RECORDS FOR THE EXERCISE:
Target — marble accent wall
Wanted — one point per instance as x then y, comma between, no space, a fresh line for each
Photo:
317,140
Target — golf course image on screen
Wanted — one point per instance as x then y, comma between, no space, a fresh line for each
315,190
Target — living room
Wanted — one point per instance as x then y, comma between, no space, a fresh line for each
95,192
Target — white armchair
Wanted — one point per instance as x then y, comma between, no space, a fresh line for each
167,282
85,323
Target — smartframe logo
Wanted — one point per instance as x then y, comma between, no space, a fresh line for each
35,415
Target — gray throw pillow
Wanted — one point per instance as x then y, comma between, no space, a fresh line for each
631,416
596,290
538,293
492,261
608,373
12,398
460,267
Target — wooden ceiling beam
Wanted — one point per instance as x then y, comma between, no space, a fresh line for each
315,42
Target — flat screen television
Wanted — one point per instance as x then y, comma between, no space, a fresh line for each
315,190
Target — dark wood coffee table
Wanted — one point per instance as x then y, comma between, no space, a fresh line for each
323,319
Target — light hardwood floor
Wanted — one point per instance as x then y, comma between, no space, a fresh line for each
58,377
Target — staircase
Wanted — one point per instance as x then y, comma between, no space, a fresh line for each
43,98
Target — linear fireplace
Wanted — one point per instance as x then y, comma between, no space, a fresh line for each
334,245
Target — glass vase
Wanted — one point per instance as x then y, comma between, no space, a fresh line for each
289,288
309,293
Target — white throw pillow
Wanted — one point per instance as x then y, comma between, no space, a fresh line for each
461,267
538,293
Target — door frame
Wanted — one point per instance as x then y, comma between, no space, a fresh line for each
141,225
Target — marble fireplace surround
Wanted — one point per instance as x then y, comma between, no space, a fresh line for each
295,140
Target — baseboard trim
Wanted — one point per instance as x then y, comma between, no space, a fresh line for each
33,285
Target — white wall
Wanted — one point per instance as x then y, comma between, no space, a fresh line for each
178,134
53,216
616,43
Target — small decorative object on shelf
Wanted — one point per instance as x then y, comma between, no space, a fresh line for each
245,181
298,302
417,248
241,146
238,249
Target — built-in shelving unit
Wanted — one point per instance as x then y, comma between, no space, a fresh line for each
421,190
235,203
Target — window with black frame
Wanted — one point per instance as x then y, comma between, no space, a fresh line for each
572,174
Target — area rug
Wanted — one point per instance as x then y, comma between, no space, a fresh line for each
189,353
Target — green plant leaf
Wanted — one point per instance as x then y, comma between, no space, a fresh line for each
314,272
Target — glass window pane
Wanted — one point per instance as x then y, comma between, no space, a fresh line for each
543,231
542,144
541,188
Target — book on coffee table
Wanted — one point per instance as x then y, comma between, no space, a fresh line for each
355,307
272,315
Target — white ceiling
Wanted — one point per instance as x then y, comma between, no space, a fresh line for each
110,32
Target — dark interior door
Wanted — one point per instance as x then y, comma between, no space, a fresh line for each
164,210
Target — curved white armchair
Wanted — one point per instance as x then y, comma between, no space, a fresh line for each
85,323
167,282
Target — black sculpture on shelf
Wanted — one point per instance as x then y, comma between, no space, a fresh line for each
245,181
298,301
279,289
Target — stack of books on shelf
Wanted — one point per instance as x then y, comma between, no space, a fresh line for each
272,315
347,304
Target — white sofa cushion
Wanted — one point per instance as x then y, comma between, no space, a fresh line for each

TASK GOAL: Report how many lines in the data above contain "shelf", without any other words.

OUTPUT BELOW: 3